> _STATED PROBLEM_
Start at the line containing "Place a marker on the baseball" and transcribe every line exactly through the end of the records below, and only those lines.

> _DATA LISTING_
========

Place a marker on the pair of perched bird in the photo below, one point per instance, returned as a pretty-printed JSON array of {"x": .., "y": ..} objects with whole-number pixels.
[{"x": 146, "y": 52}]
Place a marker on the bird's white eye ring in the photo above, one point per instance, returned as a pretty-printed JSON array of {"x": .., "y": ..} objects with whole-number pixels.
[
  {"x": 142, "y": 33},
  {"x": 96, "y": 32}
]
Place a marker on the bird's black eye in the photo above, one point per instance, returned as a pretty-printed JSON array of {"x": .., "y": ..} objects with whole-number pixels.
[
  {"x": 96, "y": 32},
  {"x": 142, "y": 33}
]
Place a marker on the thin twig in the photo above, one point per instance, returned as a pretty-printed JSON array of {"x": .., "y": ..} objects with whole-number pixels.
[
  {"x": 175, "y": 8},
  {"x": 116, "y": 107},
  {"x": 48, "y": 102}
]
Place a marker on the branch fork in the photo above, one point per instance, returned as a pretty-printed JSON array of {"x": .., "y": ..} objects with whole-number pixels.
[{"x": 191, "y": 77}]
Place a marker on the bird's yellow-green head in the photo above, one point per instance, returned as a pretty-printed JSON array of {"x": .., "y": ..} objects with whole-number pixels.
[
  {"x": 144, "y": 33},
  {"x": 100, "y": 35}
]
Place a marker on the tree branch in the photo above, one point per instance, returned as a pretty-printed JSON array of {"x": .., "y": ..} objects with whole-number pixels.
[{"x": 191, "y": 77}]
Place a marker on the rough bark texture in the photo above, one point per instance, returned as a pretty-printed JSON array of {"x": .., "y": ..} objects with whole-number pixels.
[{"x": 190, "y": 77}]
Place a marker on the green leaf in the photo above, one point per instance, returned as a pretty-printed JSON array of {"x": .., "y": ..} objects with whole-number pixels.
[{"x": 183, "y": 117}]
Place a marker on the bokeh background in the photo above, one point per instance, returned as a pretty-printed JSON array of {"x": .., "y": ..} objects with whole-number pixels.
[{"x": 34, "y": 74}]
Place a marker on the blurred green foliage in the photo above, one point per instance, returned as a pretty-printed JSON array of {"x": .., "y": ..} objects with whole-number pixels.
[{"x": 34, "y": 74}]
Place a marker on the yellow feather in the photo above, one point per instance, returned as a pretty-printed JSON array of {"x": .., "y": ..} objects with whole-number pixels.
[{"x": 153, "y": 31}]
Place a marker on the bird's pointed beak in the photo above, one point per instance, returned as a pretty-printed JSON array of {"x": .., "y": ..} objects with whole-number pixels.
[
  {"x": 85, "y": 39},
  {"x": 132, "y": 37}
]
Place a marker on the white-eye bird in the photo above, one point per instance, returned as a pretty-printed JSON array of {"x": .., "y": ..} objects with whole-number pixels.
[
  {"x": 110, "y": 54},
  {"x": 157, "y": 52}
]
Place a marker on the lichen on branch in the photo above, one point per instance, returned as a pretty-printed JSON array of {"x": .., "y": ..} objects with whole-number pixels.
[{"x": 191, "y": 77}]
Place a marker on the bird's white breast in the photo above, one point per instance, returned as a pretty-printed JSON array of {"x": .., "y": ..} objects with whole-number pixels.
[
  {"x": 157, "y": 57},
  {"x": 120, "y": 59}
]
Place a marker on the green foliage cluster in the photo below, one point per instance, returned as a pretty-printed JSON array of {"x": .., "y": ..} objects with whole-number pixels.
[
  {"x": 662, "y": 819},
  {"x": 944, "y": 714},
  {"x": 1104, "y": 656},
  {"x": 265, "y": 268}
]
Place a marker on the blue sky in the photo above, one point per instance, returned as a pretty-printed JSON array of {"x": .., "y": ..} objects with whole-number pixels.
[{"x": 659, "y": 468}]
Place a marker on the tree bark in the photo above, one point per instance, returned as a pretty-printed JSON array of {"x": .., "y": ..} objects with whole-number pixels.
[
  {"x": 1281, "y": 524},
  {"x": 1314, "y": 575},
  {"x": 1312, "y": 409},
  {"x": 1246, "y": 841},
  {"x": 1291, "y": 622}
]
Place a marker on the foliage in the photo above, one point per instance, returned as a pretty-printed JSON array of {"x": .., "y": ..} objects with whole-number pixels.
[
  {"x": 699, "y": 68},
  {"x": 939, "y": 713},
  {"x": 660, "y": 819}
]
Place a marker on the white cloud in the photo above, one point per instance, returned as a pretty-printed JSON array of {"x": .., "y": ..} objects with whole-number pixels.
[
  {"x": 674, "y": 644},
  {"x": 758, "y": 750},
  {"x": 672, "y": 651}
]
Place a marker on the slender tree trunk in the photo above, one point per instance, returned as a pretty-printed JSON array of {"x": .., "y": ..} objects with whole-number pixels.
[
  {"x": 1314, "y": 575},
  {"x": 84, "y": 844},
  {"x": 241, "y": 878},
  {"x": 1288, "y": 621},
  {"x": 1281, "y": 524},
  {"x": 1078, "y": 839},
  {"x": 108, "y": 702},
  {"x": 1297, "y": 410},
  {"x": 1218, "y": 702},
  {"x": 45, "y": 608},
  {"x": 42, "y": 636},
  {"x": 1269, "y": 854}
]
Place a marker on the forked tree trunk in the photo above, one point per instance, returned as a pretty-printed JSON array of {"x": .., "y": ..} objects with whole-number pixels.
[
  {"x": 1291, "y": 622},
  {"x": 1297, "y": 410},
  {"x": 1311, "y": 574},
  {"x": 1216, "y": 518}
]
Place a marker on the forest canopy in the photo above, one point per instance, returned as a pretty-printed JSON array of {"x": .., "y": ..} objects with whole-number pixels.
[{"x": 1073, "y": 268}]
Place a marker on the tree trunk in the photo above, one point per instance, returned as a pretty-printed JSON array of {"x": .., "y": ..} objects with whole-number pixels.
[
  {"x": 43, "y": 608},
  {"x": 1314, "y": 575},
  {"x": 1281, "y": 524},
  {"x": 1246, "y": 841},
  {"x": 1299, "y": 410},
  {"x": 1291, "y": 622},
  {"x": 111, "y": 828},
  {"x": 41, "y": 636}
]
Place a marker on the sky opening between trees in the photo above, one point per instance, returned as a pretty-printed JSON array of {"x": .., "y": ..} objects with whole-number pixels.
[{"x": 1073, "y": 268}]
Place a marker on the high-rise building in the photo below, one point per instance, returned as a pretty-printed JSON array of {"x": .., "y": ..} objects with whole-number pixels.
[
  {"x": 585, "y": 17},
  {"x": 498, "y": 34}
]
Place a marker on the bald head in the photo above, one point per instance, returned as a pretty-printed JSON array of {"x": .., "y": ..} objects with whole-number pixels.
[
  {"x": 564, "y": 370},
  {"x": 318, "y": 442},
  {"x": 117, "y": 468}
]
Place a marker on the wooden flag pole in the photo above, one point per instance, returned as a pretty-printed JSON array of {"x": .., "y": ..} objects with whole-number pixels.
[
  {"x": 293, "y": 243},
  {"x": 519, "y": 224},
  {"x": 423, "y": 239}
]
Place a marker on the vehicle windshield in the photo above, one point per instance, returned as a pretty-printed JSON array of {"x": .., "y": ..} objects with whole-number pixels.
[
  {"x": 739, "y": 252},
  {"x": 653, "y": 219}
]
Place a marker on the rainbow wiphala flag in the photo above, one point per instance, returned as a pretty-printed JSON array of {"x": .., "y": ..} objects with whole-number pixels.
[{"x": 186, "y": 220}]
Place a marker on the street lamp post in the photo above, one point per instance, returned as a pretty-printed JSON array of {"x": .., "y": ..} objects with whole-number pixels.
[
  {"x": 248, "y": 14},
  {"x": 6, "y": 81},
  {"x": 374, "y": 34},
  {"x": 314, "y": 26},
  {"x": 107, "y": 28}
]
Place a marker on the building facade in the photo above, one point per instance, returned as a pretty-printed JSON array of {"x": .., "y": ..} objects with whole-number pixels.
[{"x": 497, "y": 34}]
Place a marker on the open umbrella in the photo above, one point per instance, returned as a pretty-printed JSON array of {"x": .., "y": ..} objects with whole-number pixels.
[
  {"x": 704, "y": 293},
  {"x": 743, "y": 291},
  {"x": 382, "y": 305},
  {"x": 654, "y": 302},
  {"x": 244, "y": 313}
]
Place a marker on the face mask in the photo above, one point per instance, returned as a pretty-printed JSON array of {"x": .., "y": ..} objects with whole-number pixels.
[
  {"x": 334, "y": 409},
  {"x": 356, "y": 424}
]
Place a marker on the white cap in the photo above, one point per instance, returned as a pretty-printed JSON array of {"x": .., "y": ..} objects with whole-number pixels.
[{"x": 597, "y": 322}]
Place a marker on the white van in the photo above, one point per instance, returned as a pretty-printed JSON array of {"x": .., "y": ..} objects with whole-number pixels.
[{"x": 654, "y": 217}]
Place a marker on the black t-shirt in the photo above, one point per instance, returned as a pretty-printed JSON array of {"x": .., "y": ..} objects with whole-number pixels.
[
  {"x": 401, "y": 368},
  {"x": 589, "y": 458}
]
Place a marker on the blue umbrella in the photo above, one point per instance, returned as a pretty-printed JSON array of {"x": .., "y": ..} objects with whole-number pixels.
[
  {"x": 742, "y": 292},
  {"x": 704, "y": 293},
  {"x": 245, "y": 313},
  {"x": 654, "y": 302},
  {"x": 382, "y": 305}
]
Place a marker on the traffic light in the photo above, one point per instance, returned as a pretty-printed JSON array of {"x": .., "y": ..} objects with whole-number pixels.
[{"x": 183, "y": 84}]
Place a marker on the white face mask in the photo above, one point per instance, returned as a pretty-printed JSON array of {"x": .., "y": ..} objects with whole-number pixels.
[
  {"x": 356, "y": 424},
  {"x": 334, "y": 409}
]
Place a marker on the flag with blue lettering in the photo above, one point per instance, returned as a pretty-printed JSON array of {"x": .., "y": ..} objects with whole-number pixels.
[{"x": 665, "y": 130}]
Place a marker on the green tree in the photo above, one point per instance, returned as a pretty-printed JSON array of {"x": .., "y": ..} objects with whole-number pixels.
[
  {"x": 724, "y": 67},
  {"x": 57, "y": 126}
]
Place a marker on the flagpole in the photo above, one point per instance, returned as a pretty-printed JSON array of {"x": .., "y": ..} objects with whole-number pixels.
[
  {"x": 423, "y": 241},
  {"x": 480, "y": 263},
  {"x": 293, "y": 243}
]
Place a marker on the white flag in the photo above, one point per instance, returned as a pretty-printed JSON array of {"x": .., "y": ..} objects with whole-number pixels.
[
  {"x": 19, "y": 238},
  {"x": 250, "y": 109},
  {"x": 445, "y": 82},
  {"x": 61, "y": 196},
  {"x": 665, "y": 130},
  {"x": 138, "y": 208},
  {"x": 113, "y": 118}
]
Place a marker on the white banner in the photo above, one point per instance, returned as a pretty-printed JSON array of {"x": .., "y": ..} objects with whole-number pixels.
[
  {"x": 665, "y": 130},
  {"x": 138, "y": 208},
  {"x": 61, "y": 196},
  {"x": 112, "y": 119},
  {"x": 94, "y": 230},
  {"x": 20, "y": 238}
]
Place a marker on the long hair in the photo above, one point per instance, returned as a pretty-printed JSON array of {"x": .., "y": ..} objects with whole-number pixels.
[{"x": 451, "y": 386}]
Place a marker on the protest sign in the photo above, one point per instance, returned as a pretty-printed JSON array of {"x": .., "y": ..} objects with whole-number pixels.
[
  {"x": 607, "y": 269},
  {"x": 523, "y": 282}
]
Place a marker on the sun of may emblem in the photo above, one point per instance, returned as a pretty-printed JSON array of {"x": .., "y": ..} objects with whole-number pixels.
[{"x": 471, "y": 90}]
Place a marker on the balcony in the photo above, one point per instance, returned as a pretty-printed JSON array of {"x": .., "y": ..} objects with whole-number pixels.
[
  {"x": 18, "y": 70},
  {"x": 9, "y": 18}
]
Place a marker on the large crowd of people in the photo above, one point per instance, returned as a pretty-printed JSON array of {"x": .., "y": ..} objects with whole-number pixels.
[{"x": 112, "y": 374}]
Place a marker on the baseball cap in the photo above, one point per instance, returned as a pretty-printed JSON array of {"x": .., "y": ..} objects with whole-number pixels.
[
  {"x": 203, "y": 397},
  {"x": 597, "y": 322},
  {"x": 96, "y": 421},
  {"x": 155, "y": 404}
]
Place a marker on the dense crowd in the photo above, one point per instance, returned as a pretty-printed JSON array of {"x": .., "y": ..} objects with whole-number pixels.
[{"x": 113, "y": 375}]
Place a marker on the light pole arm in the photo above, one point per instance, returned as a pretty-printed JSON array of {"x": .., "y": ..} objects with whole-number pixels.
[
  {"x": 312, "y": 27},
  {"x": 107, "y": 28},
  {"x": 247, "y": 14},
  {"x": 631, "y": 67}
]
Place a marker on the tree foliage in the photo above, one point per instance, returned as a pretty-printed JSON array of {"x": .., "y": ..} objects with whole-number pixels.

========

> _TASK SOLUTION_
Place a marker on the baseball cap in the photo above, one point per instance, returned as a pretty-printed JSON array of {"x": .., "y": ..} objects with whole-number pixels.
[
  {"x": 203, "y": 397},
  {"x": 597, "y": 322},
  {"x": 96, "y": 421},
  {"x": 155, "y": 404}
]
Place a marker on the dense crowd in the photo above, one point per instance, returned as a pretty-printed JSON array of {"x": .., "y": ..} objects with whole-number pixels.
[{"x": 113, "y": 375}]
Place a marker on the light pole arm in the photo above, one point per instance, returned as a pretty-printed JSON array of {"x": .., "y": ..} objects with whole-number pixels.
[
  {"x": 312, "y": 27},
  {"x": 107, "y": 28},
  {"x": 247, "y": 14},
  {"x": 631, "y": 67}
]
Place a marker on the tree foliage in the photo above, one point per instance, returned as a pretty-printed JSON array of {"x": .., "y": ..} objects with whole-number pixels.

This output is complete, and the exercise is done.